> [TASK TO COMPLETE] Set down the data below from its first line to the line holding "# put one point on every instance of the concrete", inclusive; omit all pictures.

Dataset entries
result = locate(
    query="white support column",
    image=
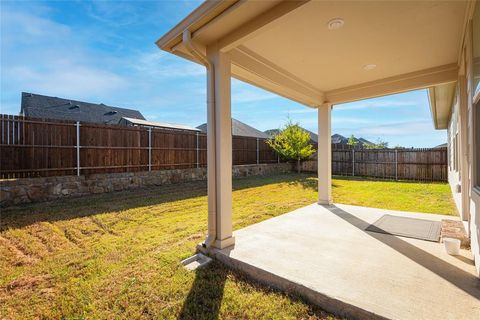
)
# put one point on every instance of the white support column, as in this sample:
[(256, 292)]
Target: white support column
[(220, 150), (464, 165), (324, 154)]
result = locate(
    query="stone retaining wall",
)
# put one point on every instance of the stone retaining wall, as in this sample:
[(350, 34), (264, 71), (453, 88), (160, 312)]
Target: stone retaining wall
[(17, 191)]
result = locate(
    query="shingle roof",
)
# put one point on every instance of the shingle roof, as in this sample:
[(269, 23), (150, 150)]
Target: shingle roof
[(166, 125), (338, 138), (39, 106), (240, 129)]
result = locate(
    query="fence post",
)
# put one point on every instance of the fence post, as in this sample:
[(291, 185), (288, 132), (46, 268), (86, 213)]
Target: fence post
[(78, 147), (149, 149), (198, 151), (353, 162), (396, 164), (258, 151)]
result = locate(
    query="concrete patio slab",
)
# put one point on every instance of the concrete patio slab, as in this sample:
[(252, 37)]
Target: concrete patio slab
[(324, 254)]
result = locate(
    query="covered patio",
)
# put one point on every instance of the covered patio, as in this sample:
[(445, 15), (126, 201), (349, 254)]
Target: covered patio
[(323, 53), (324, 254)]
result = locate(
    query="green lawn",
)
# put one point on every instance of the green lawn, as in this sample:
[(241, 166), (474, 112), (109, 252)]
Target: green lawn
[(116, 256)]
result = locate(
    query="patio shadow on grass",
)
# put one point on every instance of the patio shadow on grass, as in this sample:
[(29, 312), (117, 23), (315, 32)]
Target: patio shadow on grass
[(71, 208), (205, 296), (459, 278)]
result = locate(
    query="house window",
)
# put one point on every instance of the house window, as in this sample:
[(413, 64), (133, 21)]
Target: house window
[(476, 50), (476, 145)]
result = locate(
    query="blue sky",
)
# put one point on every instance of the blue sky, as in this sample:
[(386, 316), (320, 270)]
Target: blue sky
[(105, 52)]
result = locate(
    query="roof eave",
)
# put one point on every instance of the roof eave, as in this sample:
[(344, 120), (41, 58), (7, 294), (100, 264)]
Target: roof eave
[(198, 18)]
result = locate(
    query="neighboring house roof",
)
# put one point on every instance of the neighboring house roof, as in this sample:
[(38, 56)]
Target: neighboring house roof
[(165, 125), (40, 106), (339, 139), (240, 129), (364, 141)]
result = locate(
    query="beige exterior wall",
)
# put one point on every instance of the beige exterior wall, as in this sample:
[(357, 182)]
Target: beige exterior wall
[(464, 143)]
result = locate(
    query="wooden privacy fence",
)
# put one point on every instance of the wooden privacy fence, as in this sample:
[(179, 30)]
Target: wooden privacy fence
[(33, 147), (400, 164)]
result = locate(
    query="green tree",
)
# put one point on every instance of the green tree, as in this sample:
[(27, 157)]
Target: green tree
[(352, 141), (379, 144), (292, 143)]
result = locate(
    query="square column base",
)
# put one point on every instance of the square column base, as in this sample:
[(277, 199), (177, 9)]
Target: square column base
[(324, 202)]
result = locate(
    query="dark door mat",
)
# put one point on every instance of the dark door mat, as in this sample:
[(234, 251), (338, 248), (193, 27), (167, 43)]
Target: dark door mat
[(407, 227)]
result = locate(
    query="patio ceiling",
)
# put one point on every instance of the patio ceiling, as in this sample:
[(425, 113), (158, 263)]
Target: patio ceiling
[(287, 47)]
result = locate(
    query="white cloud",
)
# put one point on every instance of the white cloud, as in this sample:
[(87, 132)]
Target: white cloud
[(376, 103), (162, 64), (245, 93), (30, 29), (404, 128), (67, 79)]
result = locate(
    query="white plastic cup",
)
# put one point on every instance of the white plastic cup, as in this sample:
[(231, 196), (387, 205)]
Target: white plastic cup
[(452, 246)]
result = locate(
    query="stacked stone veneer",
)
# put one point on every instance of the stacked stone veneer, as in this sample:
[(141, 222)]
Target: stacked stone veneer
[(26, 190)]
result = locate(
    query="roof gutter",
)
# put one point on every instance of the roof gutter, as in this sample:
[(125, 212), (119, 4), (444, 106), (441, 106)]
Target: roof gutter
[(212, 193)]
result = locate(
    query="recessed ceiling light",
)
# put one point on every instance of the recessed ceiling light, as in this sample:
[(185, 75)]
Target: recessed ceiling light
[(335, 24), (369, 67)]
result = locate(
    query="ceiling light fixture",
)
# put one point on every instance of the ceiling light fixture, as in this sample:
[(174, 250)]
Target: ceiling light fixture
[(335, 24)]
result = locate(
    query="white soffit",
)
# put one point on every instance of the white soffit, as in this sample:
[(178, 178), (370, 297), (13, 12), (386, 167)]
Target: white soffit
[(287, 47), (441, 102)]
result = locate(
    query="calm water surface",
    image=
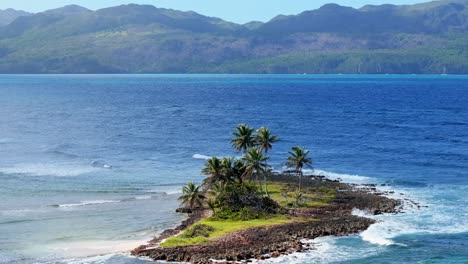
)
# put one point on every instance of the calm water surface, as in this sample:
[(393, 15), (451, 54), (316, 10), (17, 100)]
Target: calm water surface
[(91, 165)]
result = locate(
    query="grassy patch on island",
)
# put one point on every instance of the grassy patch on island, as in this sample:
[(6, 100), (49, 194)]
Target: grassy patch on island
[(220, 228), (287, 195)]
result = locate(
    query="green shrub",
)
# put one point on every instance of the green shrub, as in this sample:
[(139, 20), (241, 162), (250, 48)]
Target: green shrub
[(243, 202), (200, 230)]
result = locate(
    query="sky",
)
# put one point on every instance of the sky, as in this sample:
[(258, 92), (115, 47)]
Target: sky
[(240, 11)]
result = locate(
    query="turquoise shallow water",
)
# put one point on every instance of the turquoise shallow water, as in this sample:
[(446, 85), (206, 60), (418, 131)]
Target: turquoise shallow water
[(91, 165)]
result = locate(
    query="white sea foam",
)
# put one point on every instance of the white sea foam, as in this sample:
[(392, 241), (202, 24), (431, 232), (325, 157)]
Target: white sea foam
[(95, 251), (143, 197), (166, 192), (201, 156), (84, 203), (48, 169)]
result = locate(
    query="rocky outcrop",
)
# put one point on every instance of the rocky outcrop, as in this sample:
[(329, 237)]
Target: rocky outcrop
[(261, 243), (274, 241)]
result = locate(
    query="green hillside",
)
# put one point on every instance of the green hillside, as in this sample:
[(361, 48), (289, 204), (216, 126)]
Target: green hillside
[(422, 38)]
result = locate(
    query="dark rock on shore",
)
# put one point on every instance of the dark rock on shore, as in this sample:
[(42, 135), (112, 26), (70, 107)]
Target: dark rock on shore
[(266, 242)]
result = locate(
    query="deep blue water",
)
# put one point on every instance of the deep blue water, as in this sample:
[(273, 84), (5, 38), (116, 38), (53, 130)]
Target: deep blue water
[(91, 165)]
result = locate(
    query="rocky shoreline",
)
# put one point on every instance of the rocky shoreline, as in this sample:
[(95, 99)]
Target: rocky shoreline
[(274, 241)]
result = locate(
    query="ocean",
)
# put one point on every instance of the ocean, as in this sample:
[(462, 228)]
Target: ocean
[(91, 165)]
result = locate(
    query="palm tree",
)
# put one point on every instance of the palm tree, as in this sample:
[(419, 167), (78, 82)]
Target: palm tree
[(228, 165), (214, 170), (264, 138), (238, 170), (298, 159), (192, 196), (243, 138), (255, 163)]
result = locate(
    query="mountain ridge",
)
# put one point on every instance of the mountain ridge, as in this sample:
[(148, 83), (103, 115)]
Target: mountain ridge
[(427, 38)]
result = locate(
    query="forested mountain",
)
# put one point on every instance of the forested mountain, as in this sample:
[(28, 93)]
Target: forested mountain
[(422, 38), (9, 15)]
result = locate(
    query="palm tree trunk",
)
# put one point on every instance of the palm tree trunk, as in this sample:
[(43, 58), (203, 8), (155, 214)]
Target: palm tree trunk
[(266, 186), (259, 182), (300, 180)]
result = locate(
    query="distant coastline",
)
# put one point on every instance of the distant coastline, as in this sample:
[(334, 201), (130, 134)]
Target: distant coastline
[(425, 38)]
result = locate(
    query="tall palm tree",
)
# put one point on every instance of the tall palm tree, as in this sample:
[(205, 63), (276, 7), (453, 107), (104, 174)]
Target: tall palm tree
[(192, 196), (255, 164), (238, 170), (298, 159), (243, 138), (214, 170), (264, 138), (228, 169)]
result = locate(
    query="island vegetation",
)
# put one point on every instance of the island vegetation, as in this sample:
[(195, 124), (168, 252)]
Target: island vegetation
[(244, 210)]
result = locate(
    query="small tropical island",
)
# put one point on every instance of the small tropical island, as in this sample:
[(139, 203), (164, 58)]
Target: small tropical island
[(243, 210)]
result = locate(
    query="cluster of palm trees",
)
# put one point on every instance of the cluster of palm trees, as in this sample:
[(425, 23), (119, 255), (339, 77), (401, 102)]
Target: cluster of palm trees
[(254, 145)]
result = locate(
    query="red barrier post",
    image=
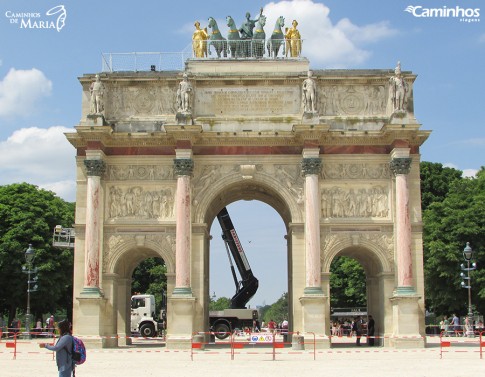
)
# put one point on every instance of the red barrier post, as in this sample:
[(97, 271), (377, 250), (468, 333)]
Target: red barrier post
[(13, 345), (443, 344), (482, 343)]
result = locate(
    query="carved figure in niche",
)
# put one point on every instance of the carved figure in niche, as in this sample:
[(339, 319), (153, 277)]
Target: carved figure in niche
[(97, 92), (246, 32), (184, 94), (293, 40), (309, 94), (398, 91), (199, 41)]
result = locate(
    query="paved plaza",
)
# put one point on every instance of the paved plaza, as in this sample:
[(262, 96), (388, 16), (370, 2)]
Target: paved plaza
[(345, 359)]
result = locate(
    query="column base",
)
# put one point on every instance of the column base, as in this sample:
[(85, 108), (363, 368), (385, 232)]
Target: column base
[(406, 320), (180, 320), (313, 311), (91, 292), (182, 291), (88, 324)]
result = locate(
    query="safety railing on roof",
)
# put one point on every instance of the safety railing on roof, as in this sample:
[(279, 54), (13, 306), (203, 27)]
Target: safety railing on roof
[(199, 50)]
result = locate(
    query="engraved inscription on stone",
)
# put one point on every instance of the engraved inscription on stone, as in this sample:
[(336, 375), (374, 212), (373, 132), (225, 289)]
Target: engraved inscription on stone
[(247, 101)]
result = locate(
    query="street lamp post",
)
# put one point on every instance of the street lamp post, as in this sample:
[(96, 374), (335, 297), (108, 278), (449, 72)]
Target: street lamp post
[(467, 255), (29, 270)]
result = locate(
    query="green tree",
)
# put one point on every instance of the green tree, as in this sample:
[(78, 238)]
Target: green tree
[(347, 283), (435, 182), (448, 224), (278, 311), (220, 304), (29, 215), (150, 277)]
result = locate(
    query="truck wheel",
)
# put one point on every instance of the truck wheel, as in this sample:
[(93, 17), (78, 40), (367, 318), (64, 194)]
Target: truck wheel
[(147, 330), (221, 330)]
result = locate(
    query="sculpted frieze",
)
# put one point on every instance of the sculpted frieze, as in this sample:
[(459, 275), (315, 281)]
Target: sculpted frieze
[(114, 244), (138, 101), (139, 172), (370, 202), (356, 171), (350, 100), (135, 202)]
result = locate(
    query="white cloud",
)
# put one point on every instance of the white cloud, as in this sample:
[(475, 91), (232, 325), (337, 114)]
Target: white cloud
[(470, 173), (450, 165), (42, 157), (21, 90), (333, 46)]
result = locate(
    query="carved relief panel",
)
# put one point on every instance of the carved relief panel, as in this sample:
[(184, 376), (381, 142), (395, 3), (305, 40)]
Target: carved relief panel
[(137, 203), (352, 100), (139, 172), (124, 101), (363, 201), (356, 171), (116, 243)]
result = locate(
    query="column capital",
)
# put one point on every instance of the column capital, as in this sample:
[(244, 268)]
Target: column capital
[(400, 165), (95, 167), (311, 165), (183, 166)]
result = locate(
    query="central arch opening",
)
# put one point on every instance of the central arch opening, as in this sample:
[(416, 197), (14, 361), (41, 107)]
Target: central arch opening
[(261, 232), (261, 217)]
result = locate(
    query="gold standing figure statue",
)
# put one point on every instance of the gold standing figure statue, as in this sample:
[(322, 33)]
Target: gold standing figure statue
[(199, 41), (293, 40)]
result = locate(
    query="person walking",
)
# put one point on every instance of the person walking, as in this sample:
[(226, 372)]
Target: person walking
[(63, 349), (358, 330), (371, 331)]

> [SOLUTION]
result = locate(
    query="white support column",
    image=
)
# put one point on every instance of the white support column, as in this sample:
[(256, 292)]
Target: white support column
[(220, 150), (464, 165), (324, 154)]
result = locate(
    query="stone retaining wall",
)
# put one point on every instance of the stone retaining wall, as in this sample:
[(350, 34), (264, 71), (453, 88), (160, 312)]
Target: stone retaining wall
[(17, 191)]
result = locate(
    query="shingle roof",
)
# put one point on every instance of the shingle roof, as in this sample:
[(269, 23), (150, 150)]
Target: shingle roof
[(166, 125), (338, 138), (39, 106), (240, 129)]
result = locate(
    query="fence post",
)
# put one point on every instance of the fence post, as in this sample:
[(291, 185), (288, 132), (46, 268), (86, 213)]
Target: fence post
[(78, 147), (149, 149), (198, 151), (353, 162), (396, 164), (258, 151)]
result = locate(
    query="concrete patio slab",
)
# put one point on every instance of the concrete patio slab, as in this sample:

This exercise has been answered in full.